◆ **PROBLEM STATEMENT**: Retype the lines of the listing below word for word, starting with the line that contains "Target: blue sky" and continuing through the final line of the listing, both included.

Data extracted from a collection
•••••

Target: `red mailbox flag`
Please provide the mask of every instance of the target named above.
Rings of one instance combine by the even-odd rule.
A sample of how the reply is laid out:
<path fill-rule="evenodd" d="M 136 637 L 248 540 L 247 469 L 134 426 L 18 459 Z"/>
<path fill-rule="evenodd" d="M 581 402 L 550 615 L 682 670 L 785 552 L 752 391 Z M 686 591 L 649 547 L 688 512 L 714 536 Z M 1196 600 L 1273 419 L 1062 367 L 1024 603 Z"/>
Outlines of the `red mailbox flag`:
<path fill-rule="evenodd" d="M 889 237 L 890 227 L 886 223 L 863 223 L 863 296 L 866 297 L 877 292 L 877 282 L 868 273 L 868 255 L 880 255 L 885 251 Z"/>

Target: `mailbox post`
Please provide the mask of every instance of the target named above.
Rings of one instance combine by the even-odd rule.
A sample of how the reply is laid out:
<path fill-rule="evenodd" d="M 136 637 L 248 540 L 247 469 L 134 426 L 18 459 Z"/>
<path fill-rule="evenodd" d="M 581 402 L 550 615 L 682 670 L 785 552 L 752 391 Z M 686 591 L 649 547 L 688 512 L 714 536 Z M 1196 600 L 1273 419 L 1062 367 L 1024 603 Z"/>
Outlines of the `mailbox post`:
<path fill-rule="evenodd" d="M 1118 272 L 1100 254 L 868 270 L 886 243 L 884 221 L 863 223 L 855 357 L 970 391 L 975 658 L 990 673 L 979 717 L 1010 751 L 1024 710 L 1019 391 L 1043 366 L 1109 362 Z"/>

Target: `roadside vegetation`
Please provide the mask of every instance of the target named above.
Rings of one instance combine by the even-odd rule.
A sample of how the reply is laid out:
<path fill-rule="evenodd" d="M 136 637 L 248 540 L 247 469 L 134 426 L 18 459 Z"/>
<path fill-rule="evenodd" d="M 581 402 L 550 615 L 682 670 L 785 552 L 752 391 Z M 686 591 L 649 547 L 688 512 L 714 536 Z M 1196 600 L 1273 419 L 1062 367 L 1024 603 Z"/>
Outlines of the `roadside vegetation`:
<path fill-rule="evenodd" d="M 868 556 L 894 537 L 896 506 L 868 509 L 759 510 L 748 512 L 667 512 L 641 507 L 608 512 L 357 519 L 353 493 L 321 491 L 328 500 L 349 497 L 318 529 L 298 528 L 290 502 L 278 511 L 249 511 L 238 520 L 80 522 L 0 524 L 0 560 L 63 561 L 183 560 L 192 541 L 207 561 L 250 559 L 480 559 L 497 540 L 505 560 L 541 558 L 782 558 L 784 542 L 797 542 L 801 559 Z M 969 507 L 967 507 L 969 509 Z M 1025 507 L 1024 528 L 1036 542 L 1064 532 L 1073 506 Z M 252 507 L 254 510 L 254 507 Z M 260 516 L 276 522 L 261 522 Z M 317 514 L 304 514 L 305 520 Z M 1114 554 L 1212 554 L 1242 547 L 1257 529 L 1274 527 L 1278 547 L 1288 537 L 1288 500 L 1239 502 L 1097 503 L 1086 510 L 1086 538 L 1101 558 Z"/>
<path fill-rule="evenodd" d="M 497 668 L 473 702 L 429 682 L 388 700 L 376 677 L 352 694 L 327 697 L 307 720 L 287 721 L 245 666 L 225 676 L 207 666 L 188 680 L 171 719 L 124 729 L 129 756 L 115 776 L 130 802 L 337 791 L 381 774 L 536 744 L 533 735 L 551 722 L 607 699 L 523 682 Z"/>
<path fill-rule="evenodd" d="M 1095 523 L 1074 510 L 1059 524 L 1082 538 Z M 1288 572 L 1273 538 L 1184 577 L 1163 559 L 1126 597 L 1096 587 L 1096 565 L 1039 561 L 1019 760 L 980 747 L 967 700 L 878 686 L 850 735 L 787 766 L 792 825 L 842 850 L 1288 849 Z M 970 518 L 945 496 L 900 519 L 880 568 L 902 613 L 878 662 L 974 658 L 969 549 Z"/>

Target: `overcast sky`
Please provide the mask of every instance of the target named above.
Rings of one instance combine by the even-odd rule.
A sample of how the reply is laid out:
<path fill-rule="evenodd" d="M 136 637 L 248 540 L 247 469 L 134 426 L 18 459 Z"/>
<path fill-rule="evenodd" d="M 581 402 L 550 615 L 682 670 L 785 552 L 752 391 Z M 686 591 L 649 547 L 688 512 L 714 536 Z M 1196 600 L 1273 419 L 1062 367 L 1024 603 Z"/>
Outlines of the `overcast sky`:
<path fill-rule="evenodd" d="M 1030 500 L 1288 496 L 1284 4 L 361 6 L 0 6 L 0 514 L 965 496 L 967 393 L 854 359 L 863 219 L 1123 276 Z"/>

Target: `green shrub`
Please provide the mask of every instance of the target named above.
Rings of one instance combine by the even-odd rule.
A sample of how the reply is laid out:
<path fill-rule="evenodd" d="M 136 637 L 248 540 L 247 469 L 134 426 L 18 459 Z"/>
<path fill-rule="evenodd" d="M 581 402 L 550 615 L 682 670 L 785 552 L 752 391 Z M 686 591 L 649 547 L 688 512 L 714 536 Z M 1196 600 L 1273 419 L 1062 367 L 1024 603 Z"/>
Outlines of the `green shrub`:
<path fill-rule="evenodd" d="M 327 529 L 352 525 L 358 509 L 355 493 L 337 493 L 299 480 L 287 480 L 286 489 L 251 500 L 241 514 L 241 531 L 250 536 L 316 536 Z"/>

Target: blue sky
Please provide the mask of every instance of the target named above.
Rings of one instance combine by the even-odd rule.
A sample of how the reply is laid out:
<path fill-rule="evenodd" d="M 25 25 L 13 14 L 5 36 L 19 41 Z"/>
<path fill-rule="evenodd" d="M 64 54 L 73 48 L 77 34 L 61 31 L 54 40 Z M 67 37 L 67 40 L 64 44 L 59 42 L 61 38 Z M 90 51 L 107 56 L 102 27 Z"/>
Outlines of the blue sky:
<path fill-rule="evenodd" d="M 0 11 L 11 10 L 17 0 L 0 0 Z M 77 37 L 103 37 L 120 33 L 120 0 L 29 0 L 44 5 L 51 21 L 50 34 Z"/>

•••••

◆ **FULL RESPONSE**:
Target: blue sky
Please provide the mask of every instance of the target named above.
Rings of one instance combine by the even-odd rule.
A sample of how the reply is laid out:
<path fill-rule="evenodd" d="M 25 25 L 13 14 L 5 36 L 19 41 Z"/>
<path fill-rule="evenodd" d="M 64 54 L 73 48 L 77 34 L 61 31 L 54 40 Z M 67 37 L 67 40 L 64 44 L 59 42 L 61 38 Z M 90 51 L 107 56 L 102 27 Z"/>
Outlines of the blue sky:
<path fill-rule="evenodd" d="M 0 11 L 11 10 L 17 0 L 0 0 Z M 77 37 L 103 37 L 120 33 L 120 0 L 29 0 L 44 5 L 51 21 L 50 34 Z"/>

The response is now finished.